### Listed records ###

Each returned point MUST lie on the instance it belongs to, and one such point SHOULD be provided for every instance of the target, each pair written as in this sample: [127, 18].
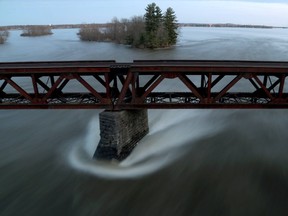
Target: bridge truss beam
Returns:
[143, 84]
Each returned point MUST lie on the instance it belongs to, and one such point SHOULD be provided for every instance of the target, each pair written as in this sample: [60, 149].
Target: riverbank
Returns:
[101, 25]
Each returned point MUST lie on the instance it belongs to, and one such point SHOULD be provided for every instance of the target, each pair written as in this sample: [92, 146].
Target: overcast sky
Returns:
[263, 12]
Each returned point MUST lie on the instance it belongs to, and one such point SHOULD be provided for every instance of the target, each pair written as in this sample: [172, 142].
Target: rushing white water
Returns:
[170, 132]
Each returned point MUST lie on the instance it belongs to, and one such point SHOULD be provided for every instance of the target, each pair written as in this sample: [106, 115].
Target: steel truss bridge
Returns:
[143, 84]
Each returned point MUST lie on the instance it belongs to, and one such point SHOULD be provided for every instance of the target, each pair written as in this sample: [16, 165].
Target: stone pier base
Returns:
[120, 131]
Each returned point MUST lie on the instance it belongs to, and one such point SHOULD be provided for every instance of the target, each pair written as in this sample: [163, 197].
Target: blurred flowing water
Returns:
[192, 162]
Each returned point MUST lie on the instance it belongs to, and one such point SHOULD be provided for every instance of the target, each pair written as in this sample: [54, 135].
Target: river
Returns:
[192, 162]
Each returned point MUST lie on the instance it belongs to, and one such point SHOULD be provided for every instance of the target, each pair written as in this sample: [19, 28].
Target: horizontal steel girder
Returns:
[143, 84]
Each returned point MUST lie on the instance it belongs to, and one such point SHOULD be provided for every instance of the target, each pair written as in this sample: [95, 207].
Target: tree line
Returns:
[153, 30]
[3, 36]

###

#### Stated problem
Rewrite all the records above with every "Returns" renamed to "Points" and nothing else changed. Omit the pictures.

#### Completed exercise
Each returned point MUST lie on the instance it belongs to, and one such point SHOULD be provided for every instance of the target, each pair written as in this sample: [127, 18].
Target: bridge truss beam
Points:
[143, 84]
Each returned point MUST lie on the instance it belongs to, and one such point SHOULD be provided for every instance of the target, each pair written as in this sample: [60, 149].
Target: riverbank
Points:
[101, 25]
Each returned point MUST lie on the instance it belongs to, and one such point SHOULD be provided for every instance of the target, each pair written as in this sample: [92, 146].
Target: overcast sky
Points:
[263, 12]
Each returned point MUST lie on the instance it belongs to, and one such point SHOULD be provided for every instance of the target, each pair written as in this sample: [172, 142].
Target: rushing white water
Points:
[170, 132]
Each returned point MUST lie on the instance it belongs to, and one such point SHOULD be provided for every instance of the target, each pair written as in this sample: [106, 115].
Target: steel truss bridge
Points:
[143, 84]
Each returned point MUST lie on the instance it belongs to, and one such point SHOULD be provided for every instance of the target, each pair written as in this sample: [16, 165].
Target: stone pier base
Points:
[120, 131]
Each returned point MUST lie on the instance it belongs to, and one such point SHOULD be provided for every instance of the target, each pair written as in this sample: [163, 197].
Target: blurred flowing water
Points:
[192, 162]
Each returned point MUST lie on the instance it belongs to, and one such point SHOULD be provided for every instance of the target, each pair written as in this sample: [54, 135].
Target: river
Points:
[192, 162]
Each returned point MUST lie on the instance it belongs to, and one such point SHOULD be provided for every instance of the target, each pair written as in this sample: [19, 28].
Target: horizontal steel girder
Points:
[143, 84]
Each returned point MUST lie on the instance it belongs to, and one such point SHOULD be provided for every instance of the target, each pair written as in this sample: [95, 207].
Target: tree line
Points:
[153, 30]
[3, 36]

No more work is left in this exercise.